# 実施課題:
A. 抜粋中の一文「厚生労働省でもブラック企業については定義していません。」を英語に訳してください。
B. 抜粋に基づき、次の問いに答えてください。
(i) 就活がこれから本格的になると冒頭で述べられているのは、何年卒ですか。
(ii) 法律などにブラック企業の明確な定義はありますか。
(iii) 厚生労働省がブラック企業の一般的な特徴として挙げているのは、いくつですか。

# 抜粋:
►
2023年卒は、これから就活が本格的になってくるでしょう。
就活をすごく頑張ったのに、入社してみるとブラック企業で、心も体も壊してしまったらとても困りますよね。
できれば、「事前にブラック企業を見分けたい」と思いませんか?
この記事では、
- ブラック企業とはどんな企業か
- ブラック企業とホワイト企業の見分け方
- ホワイト企業だから必ず幸せになるとは限らない
を解説します。
この記事に目を通して、ブラック企業の見分け方を確認しておきましょう。
改めて確認!ブラック企業とは?
「先輩の入社した会社、実はブラックだったんだって」
「いくら残業しても、残業代がつかないのってブラック企業じゃないの?」
などと、私たちはよく「ブラック企業」という言葉を使いますが、実際はどういう企業のことをそのように言うのでしょうか。
ブラック企業に明確な定義はない
法律などで「〇〇だとブラック企業」、もしくは「〇〇が守られていないとブラック企業」という明確な定義はありません。
しかし、長時間労働や、過酷なノルマ、セクハラ・パワハラ、いじめ、低賃金などが横行している企業はブラック企業と言えるでしょう。
厚生労働省でもブラック企業については定義していません。
しかし、一般的な特徴を3つあげており、それが以下のとおりです。
- 労働者に対し極端な長時間労働やノルマを課す
- 賃金不払残業やパワーハラスメントが横行するなど企業全体のコンプライアンス意識が低い
- このような状況下で労働者に対し過度の選別を行う
明確な定義はないものの、ブラック企業という言葉はすでに社会に浸透しています。
◄
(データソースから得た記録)
►
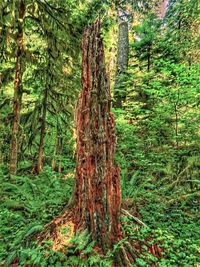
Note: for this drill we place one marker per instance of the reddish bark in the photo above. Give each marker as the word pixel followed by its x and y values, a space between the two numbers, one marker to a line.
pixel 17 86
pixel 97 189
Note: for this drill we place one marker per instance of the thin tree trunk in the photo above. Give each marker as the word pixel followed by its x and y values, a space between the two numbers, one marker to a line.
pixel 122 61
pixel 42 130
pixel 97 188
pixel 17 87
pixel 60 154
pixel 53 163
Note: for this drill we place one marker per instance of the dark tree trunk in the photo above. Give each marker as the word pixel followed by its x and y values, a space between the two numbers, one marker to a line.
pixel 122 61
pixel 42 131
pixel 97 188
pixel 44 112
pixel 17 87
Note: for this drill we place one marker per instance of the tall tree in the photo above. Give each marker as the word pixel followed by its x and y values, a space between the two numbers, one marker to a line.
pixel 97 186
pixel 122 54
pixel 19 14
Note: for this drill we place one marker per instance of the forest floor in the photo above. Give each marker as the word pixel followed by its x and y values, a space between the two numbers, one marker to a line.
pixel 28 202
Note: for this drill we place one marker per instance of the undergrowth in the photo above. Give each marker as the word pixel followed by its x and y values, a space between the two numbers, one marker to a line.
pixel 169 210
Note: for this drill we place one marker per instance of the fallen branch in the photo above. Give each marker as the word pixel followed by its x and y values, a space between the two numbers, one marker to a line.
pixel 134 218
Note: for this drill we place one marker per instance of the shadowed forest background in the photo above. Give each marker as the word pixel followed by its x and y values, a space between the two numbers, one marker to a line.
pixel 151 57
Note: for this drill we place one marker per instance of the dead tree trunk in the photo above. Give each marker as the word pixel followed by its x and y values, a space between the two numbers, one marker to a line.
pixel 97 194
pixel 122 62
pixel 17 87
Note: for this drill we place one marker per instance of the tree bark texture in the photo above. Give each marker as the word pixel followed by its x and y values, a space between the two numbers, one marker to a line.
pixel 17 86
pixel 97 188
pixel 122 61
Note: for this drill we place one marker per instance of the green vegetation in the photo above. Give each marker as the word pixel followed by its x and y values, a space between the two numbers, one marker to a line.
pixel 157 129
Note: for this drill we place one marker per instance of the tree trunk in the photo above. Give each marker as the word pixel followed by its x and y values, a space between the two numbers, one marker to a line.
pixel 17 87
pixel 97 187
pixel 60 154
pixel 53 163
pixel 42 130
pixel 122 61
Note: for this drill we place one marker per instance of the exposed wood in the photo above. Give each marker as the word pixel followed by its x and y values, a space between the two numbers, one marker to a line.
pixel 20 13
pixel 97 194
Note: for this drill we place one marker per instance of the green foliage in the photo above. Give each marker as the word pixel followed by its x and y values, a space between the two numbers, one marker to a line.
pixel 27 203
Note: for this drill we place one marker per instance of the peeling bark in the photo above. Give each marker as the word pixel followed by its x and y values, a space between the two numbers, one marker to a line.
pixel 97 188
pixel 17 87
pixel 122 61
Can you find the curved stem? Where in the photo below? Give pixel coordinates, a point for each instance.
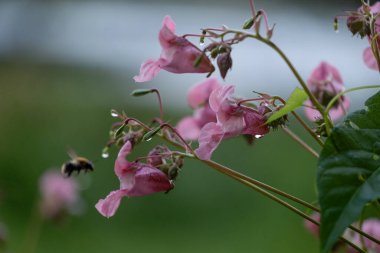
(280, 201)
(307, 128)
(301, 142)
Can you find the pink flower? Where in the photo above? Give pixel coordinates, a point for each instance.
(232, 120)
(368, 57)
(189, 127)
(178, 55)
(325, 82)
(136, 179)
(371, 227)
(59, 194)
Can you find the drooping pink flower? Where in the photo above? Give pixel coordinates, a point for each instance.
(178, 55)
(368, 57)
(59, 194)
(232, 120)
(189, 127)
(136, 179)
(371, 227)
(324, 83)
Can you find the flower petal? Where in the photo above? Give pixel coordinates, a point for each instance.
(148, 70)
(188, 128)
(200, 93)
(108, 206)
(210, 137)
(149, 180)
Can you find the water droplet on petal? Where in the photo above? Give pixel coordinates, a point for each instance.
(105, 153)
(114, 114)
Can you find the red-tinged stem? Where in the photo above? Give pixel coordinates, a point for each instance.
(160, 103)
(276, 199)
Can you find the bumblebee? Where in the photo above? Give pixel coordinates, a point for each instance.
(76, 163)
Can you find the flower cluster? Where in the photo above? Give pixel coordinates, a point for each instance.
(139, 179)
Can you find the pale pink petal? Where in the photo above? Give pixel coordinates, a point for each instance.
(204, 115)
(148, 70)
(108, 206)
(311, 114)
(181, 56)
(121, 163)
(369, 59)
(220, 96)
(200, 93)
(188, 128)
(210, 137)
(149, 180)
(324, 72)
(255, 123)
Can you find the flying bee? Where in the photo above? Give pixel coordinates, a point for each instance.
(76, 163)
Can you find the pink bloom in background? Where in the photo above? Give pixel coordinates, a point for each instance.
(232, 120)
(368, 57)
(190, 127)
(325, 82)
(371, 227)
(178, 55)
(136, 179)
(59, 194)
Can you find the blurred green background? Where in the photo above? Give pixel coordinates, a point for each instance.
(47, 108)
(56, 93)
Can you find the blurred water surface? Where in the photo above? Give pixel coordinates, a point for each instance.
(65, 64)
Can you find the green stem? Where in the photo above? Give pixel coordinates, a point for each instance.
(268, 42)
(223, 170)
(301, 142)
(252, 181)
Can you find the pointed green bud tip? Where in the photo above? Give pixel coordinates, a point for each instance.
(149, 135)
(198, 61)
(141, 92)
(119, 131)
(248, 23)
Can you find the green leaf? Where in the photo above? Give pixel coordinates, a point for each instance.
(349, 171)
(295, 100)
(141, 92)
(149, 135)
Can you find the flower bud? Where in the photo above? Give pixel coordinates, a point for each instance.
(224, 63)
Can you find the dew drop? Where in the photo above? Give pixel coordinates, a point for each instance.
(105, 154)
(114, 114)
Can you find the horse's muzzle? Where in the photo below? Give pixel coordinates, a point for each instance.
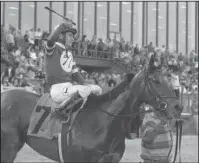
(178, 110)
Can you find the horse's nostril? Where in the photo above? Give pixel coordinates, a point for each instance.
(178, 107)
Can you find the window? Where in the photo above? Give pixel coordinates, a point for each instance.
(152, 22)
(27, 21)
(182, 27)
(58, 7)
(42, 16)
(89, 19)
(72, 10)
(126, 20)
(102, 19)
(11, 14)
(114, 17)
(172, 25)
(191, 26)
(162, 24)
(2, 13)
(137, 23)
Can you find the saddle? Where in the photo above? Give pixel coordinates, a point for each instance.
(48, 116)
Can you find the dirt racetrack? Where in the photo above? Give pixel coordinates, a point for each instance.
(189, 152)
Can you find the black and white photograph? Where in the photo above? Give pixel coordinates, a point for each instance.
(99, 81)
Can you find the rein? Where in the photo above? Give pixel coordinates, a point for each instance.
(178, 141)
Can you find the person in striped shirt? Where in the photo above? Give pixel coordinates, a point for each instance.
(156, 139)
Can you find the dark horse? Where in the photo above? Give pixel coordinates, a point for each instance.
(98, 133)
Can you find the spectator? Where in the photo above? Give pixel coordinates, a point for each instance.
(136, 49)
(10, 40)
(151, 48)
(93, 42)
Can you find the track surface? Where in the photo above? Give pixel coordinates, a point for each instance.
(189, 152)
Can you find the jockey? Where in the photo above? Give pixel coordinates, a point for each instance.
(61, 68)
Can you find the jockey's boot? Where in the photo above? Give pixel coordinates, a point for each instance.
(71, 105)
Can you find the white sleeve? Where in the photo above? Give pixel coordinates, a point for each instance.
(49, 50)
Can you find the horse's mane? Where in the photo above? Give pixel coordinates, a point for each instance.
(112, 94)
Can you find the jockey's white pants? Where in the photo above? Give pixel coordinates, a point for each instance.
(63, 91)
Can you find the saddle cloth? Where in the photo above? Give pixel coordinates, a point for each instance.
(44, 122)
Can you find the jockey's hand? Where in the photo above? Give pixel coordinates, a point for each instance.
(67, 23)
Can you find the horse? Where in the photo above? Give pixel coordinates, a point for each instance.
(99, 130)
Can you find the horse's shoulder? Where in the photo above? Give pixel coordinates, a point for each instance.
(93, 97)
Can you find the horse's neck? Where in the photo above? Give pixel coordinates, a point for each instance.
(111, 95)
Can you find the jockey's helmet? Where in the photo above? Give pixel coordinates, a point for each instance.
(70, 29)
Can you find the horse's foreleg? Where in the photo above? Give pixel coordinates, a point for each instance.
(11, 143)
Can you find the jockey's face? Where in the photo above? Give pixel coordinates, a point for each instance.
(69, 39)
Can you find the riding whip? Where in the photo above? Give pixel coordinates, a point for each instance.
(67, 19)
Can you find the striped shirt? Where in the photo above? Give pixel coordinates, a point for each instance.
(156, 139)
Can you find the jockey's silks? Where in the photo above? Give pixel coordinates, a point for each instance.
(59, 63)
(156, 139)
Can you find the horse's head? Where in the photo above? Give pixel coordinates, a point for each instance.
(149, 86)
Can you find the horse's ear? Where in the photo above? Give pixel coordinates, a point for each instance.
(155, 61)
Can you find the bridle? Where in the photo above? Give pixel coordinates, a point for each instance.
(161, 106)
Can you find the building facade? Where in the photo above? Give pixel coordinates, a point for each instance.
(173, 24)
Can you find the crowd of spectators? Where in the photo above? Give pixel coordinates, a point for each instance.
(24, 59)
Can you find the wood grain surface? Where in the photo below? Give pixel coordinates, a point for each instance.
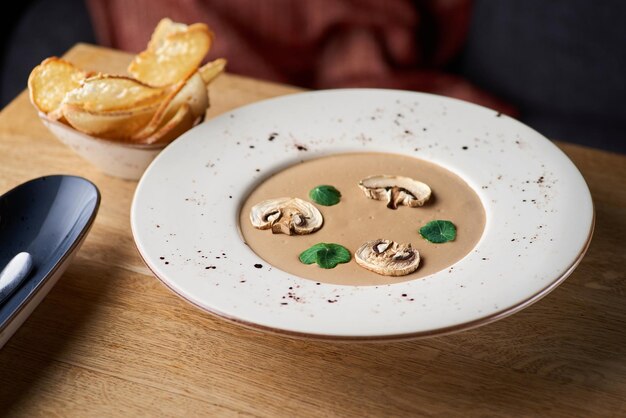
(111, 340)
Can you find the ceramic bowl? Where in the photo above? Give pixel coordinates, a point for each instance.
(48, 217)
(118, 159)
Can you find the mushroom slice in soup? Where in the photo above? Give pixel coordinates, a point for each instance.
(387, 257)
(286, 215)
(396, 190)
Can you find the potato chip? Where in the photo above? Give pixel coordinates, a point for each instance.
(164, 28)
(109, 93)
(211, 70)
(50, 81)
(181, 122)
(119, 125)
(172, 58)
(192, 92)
◄
# 課題別解答:
A. Even the Ministry of Health, Labour and Welfare has not defined black companies.

B.
(i) 2023年卒です。
(ii) ありません。
(iii) 3つです。